[Dataset items]
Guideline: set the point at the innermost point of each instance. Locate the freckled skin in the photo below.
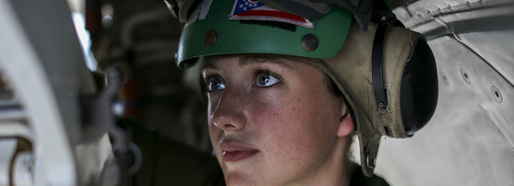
(294, 125)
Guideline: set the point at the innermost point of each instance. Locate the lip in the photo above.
(234, 151)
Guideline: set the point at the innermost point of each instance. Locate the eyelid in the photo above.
(260, 71)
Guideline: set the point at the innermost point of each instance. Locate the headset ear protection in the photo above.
(419, 87)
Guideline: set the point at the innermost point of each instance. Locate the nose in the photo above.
(227, 112)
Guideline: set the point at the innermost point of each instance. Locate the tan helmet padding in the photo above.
(352, 72)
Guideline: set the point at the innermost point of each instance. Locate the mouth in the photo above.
(233, 151)
(233, 156)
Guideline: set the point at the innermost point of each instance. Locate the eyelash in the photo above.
(262, 71)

What the task asks.
Please rewrite the data above, changing "innermost point" to "center point" everywhere and leaving everything else the same. Omit the pictures.

Exercise response.
Guideline: set the point at the center point of each instance. Locate the freckled skin in the photo below.
(294, 125)
Guideline: set the point at the center point of each instance. Locate the lip in the photo above.
(234, 151)
Guideline: set the point at the center point of each instance. Locate the eyelid in the photo above.
(260, 71)
Guideline: set the point at the center point of each instance. Locate the headset ear protection in the photo above.
(419, 87)
Guideline: set the point at the center point of each instance. Locate the nose in the photo above.
(227, 112)
Guideline: set the point at the center point of each instance. Locate the tan helmet padding in the photo above.
(352, 72)
Guideline: set the point at the center point of each instance. Locate the mouth in the photo above.
(233, 151)
(233, 156)
Guideline: set the point at the center point of each instance. Locate the eyelash in the photo above.
(262, 71)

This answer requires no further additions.